#### STATED PROBLEM 1:
Translate this sentence from the forum thread on D callbacks into Spanish: "Use delegates for callbacks to prevent this."
#### STATED PROBLEM 2:
In the forum thread on D callbacks, what does the first poster say Variant does not support?
#### STATED PROBLEM 3:
Say whether each statement agrees with the forum thread on D callbacks, and quote the words that decide it. (a) The first poster used Variant. (b) In Kagamin's code, startCrawling takes a scope delegate parameter named resultCallback. (c) Federico Santamorena believed "ref" could be used in extern(C).

#### EXCERPTED TEXT:
═══
You are the absolute madman it was so obvious yet so hidden. I wonder how this can be avoided, I didn't use Variant because it does not support shared(), but maybe that was my sin. What do you think about the idea of the compiler emitting a warning when the pointer to a void* pointer is assigned? I can't think of a good reason to have a void* pointer to a void* pointer and actually never used one in code. Maybe someone has a counterargument to this proposal?
Jul 29 2019
parent reply Kagamin <spam here.lot> writes:
Use delegates for callbacks to prevent this.
Jul 29 2019
parent reply Kagamin <spam here.lot> writes:
struct DrillGtkContext
{
     static extern(C)
     void gtk_search_changed(GtkEditable* widget, ref 
DrillGtkContext context)
     {
         context.onSearchChanged();
     }
     void onSearchChanged()
     {
         ...
         startCrawling(drillConfig, searchString, &resultFound);
     }
     void resultFound(immutable(FileInfo) result)
     {
         ...
         queue.g_async_queue_push(f);
     }
}

...
DrillContext* startCrawling(
     in const(DrillConfig) config,
     in immutable(string) searchValue,
     scope void delegate(immutable(FileInfo)) resultCallback)
{
     ...
     new Crawler(..., c.callback);
}
Jul 29 2019
next sibling parent reply Federico Santamorena <federico santamorena.me> writes:
On Monday, 29 July 2019 at 12:18:51 UTC, Kagamin wrote:
 struct DrillGtkContext
 {
     static extern(C)
     void gtk_search_changed(GtkEditable* widget, ref 
 DrillGtkContext context)
     {
         context.onSearchChanged();
     }
     void onSearchChanged()
     {
         ...
         startCrawling(drillConfig, searchString, &resultFound);
     }
     void resultFound(immutable(FileInfo) result)
     {
         ...
         queue.g_async_queue_push(f);
     }
 }

 ...
 DrillContext* startCrawling(
     in const(DrillConfig) config,
     in immutable(string) searchValue,
     scope void delegate(immutable(FileInfo)) resultCallback)
 {
     ...
     new Crawler(..., c.callback);
 }
Oooooh I see, I recently switched from C to D and this is a lot cleaner I thought you couldn't use D things like "ref" in extern(C)
═══
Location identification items
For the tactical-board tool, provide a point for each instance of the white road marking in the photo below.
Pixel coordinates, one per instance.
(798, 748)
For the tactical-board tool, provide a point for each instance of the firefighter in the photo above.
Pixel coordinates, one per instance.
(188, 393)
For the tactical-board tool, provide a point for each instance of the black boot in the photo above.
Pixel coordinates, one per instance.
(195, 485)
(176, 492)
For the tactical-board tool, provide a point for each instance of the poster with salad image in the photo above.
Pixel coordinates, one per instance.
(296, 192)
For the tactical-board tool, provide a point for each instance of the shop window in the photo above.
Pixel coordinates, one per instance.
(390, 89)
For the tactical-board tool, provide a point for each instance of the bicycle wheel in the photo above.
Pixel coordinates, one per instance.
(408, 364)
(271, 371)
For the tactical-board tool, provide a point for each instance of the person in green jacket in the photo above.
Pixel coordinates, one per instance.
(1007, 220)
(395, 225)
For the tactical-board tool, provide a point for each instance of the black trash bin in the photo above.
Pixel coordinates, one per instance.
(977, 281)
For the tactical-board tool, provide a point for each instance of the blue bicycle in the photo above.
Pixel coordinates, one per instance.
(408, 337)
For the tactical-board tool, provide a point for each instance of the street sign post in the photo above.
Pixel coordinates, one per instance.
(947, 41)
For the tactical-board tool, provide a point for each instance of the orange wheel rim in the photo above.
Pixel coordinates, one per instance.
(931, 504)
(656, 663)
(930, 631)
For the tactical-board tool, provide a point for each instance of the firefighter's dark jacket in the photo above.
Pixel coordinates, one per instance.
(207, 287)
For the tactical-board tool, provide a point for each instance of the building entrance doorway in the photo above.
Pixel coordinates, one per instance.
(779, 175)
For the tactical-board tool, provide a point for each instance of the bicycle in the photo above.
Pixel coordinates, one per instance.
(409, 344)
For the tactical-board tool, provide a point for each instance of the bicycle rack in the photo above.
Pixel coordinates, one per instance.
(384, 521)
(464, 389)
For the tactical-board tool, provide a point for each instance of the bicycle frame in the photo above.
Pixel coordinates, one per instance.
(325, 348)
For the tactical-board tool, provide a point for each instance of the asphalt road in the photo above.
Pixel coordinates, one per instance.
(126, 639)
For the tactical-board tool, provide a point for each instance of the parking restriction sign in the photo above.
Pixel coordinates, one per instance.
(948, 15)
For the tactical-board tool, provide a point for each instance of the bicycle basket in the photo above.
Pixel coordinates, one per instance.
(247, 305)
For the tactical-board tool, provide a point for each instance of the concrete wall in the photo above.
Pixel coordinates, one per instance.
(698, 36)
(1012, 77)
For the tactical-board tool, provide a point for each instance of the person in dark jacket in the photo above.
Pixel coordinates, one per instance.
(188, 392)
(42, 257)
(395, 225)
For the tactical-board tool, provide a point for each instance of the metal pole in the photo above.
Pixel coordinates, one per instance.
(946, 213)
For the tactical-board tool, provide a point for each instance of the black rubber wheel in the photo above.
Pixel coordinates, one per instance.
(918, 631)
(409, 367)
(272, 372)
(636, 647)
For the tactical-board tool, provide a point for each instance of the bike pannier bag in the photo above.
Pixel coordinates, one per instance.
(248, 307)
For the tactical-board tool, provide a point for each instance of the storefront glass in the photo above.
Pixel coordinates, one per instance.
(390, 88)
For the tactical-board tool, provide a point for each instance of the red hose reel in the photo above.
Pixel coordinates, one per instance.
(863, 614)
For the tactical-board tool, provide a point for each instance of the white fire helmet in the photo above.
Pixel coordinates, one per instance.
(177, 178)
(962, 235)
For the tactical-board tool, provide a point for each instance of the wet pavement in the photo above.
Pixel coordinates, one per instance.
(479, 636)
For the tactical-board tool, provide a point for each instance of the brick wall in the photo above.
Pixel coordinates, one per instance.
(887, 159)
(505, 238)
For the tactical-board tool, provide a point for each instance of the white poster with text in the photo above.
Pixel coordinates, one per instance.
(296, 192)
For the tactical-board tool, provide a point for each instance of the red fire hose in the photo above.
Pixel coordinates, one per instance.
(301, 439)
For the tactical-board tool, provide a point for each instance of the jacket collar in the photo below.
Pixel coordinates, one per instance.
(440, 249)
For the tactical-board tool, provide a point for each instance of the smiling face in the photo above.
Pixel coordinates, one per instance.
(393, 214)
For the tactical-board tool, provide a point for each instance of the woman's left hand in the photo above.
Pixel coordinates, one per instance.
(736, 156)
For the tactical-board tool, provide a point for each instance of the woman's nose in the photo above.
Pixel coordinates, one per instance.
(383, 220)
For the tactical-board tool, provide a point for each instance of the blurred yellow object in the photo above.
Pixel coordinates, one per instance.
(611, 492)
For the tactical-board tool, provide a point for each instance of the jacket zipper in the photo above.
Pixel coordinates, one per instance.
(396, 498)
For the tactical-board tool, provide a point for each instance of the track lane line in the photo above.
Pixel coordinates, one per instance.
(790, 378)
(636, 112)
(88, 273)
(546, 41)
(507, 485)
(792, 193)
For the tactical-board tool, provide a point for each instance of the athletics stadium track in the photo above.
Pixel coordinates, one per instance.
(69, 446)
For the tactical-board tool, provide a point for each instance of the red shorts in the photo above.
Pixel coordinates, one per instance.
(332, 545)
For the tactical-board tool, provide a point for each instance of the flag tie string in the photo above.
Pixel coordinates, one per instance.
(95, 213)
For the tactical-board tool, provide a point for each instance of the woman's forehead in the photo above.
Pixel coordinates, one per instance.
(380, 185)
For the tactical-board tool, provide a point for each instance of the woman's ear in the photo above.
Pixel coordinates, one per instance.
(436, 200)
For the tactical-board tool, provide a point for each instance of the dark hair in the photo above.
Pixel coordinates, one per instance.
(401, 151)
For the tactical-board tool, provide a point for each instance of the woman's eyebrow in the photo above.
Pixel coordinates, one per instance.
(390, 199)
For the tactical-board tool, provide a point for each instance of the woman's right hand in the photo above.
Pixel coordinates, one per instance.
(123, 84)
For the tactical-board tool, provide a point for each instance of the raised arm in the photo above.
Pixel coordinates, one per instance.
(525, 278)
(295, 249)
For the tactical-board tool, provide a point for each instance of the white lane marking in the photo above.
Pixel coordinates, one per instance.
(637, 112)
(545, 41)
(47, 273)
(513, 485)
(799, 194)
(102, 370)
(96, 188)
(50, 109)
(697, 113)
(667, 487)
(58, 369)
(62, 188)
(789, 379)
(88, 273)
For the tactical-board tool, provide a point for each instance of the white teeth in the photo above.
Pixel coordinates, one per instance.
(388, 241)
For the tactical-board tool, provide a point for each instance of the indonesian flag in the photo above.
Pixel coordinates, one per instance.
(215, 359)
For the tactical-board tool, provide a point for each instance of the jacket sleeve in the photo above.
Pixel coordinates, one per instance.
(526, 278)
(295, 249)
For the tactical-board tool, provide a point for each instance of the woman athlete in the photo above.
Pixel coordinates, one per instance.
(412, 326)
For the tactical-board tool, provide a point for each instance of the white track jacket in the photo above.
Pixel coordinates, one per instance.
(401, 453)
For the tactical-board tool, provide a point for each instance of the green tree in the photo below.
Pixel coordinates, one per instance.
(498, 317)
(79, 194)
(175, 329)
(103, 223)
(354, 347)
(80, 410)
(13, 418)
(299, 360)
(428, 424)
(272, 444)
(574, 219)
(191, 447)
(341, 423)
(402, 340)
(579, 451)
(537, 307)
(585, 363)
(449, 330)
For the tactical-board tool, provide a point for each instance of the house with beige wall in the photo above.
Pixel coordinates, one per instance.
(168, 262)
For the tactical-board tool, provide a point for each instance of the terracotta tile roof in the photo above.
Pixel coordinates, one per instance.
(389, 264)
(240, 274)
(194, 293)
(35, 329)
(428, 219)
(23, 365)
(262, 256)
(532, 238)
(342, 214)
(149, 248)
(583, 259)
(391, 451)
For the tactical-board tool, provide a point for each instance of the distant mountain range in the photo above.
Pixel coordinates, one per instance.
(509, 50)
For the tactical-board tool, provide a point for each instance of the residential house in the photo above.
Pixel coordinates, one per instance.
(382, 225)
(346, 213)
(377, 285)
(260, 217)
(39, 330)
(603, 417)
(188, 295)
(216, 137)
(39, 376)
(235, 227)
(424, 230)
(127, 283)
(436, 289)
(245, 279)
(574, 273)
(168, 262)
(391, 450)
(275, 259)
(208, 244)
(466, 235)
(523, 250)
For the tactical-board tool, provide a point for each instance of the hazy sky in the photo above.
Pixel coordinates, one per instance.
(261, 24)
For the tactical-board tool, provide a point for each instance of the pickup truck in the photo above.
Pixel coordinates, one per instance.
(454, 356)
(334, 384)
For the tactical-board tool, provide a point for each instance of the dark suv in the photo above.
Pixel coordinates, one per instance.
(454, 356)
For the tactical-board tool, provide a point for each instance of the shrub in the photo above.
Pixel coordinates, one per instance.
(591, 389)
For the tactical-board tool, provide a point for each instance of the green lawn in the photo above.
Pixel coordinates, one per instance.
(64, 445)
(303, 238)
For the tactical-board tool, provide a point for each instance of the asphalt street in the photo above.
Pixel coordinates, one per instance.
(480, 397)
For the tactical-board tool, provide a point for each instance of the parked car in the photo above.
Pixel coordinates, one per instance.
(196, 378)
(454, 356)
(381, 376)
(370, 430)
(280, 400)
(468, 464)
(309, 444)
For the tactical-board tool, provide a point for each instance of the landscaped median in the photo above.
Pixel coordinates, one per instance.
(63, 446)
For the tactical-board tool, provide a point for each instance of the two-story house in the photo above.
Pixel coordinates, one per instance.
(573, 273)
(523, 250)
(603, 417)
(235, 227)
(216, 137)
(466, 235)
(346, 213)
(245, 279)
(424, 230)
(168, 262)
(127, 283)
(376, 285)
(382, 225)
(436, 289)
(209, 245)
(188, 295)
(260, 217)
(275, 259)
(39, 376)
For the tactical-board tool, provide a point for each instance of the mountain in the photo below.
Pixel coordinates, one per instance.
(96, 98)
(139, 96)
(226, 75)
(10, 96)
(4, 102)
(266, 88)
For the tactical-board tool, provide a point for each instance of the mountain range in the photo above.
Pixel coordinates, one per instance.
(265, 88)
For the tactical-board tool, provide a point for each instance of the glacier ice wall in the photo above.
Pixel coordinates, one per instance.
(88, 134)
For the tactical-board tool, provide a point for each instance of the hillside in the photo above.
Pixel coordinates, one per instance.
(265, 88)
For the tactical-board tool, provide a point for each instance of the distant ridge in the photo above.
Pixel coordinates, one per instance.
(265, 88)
═══
#### WORKED ANSWER 1:
Usa delegados para los callbacks para evitar esto.

#### WORKED ANSWER 2:
shared()

#### WORKED ANSWER 3:
(a) No: "I didn't use Variant because it does not support shared()"
(b) Yes: "scope void delegate(immutable(FileInfo)) resultCallback)"
(c) No: "I thought you couldn't use D things like "ref" in extern(C)"